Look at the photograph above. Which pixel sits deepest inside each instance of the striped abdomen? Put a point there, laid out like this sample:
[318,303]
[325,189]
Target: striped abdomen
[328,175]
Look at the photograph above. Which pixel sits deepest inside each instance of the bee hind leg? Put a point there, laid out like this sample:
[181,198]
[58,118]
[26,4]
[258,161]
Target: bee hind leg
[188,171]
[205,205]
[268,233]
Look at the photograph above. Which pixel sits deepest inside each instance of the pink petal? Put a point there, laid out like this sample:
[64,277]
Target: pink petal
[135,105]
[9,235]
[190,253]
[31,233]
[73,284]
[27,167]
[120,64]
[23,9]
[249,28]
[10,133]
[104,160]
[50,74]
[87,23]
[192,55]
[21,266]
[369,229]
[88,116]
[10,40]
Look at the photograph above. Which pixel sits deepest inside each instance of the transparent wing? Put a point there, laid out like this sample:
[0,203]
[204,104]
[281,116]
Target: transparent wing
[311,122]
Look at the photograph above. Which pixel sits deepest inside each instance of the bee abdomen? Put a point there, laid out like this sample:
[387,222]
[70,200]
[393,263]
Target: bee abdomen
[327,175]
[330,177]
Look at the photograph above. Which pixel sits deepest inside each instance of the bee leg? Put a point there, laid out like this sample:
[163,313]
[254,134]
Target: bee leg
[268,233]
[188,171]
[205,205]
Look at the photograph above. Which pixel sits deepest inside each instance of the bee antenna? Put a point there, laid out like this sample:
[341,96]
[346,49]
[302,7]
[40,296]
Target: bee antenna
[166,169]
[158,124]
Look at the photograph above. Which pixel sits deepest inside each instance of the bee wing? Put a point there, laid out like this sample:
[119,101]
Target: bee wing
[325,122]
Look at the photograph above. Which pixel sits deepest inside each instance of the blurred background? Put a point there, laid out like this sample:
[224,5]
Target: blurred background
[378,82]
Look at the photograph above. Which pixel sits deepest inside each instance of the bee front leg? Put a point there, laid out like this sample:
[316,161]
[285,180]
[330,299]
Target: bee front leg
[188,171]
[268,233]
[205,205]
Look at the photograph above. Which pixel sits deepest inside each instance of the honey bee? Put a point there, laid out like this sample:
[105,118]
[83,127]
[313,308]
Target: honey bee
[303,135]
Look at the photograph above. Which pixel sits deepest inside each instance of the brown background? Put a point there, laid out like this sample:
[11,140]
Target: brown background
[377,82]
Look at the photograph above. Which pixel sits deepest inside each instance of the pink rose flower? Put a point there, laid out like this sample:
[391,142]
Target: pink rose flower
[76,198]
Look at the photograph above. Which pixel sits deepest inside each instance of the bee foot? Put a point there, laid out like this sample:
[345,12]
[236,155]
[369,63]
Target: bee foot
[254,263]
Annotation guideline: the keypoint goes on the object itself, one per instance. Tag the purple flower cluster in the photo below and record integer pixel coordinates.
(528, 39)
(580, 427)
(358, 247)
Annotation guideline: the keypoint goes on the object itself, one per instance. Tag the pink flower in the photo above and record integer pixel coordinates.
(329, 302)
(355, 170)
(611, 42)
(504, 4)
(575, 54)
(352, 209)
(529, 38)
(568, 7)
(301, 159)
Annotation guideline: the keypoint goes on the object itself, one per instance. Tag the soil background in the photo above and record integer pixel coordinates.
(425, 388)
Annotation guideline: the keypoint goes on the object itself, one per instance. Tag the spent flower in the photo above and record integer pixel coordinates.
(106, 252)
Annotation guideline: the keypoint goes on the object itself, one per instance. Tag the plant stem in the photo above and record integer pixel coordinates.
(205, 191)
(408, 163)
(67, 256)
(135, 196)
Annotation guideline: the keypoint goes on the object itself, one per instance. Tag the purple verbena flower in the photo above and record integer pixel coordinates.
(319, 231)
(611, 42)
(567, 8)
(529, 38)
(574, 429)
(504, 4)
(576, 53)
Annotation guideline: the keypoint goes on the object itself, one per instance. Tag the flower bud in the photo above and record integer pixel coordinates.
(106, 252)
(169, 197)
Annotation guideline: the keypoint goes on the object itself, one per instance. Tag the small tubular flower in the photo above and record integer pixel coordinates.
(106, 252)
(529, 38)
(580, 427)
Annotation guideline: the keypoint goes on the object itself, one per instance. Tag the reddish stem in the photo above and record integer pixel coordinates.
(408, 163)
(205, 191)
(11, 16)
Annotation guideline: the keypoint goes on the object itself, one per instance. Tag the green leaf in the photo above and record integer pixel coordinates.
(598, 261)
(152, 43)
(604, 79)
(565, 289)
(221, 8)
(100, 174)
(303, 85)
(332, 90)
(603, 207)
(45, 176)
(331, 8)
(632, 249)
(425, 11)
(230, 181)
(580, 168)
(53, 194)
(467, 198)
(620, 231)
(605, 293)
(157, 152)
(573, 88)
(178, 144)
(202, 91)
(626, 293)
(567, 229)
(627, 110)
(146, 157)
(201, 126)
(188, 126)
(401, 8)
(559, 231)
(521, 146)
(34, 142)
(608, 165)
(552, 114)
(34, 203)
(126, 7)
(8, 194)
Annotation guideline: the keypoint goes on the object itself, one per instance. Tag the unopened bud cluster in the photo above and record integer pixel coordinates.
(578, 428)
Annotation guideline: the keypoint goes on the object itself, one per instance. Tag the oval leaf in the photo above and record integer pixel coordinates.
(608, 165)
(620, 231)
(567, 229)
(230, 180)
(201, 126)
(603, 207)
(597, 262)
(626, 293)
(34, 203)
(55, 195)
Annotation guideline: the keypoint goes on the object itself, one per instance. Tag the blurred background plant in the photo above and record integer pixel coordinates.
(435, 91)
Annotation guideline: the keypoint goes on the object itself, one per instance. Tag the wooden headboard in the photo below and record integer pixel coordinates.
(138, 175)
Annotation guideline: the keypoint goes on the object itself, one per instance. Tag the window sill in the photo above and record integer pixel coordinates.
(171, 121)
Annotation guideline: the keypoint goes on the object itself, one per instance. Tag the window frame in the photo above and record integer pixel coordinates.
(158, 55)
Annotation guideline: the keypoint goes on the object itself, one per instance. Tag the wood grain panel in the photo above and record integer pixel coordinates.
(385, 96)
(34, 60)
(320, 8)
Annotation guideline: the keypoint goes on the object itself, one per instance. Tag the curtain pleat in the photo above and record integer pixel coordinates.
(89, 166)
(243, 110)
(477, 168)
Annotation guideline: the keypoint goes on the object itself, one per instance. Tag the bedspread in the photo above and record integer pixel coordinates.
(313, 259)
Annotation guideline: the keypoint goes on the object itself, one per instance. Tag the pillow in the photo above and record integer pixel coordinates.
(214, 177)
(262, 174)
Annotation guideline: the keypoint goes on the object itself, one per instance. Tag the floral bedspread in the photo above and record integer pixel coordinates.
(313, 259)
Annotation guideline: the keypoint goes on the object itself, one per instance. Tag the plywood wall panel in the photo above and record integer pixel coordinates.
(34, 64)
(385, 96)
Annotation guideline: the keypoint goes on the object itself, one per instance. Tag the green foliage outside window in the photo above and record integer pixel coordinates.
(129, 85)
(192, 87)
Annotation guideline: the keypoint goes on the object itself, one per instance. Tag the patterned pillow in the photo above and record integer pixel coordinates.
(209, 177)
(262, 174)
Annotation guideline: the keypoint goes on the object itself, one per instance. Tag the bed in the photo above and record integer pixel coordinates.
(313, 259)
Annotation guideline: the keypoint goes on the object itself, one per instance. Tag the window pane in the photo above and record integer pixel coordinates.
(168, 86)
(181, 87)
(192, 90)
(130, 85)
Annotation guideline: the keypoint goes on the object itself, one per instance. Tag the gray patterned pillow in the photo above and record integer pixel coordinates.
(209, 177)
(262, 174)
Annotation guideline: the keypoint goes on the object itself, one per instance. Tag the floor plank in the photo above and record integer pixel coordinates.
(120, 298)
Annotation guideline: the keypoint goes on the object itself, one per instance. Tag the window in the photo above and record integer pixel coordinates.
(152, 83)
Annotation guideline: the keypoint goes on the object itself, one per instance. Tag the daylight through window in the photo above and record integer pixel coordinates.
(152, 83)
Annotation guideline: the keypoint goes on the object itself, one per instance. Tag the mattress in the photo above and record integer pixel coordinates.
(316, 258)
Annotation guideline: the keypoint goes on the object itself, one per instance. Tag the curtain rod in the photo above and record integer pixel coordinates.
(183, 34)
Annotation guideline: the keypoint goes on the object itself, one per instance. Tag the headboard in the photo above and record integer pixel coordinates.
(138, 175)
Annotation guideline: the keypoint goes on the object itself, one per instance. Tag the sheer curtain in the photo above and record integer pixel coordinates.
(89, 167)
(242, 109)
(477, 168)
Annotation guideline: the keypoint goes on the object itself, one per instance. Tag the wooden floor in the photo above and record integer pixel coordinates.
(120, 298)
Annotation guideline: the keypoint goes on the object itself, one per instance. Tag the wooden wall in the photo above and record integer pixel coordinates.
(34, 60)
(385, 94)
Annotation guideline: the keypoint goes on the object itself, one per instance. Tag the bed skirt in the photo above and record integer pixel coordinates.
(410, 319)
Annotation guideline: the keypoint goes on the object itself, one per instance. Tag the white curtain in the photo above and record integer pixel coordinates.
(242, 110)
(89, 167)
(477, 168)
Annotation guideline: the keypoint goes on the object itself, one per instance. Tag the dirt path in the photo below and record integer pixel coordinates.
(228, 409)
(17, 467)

TASK PROMPT:
Please reproduce word for word the lines starting with the one that contains "Tag the dirt" and going on through the end of the items, including both the first and the last line.

EXERCISE SOLUTION:
Annotation guideline: the keypoint goes on the object itself, one per instance. Tag the dirt path in the photo below and record integer pixel coordinates.
(228, 409)
(17, 467)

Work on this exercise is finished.